┌────────
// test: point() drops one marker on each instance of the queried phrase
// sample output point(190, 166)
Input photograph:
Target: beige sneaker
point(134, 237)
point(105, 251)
└────────
┌────────
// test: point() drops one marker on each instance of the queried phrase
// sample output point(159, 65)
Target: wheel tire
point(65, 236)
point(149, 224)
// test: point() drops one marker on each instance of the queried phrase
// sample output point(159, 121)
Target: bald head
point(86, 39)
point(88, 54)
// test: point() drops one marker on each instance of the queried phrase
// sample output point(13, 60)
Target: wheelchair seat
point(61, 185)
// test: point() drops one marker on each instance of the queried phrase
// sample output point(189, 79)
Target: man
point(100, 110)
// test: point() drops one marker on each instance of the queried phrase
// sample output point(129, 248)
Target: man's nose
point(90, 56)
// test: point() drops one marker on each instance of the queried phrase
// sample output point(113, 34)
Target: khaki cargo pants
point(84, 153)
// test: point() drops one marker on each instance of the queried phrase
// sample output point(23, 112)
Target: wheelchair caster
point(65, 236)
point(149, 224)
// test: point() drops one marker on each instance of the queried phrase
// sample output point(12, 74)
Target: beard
└────────
┌────────
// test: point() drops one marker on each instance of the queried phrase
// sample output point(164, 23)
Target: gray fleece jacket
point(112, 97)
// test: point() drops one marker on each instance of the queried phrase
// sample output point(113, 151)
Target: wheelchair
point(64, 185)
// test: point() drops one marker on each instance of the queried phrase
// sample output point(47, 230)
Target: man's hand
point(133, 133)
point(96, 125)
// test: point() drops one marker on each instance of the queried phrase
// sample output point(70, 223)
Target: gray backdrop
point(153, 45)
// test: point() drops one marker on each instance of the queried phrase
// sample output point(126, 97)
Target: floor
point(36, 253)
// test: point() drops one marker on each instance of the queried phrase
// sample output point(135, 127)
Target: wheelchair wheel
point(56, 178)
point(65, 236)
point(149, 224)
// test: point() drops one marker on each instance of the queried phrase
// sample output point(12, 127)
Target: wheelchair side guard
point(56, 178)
└────────
What the task asks: Locate every line in the records above that contains the string "wheelchair" and copy each such line. Matching is case-sensitive.

The answer:
Target: wheelchair seat
Target: wheelchair caster
Target: wheelchair
Target: wheelchair wheel
Target: wheelchair side guard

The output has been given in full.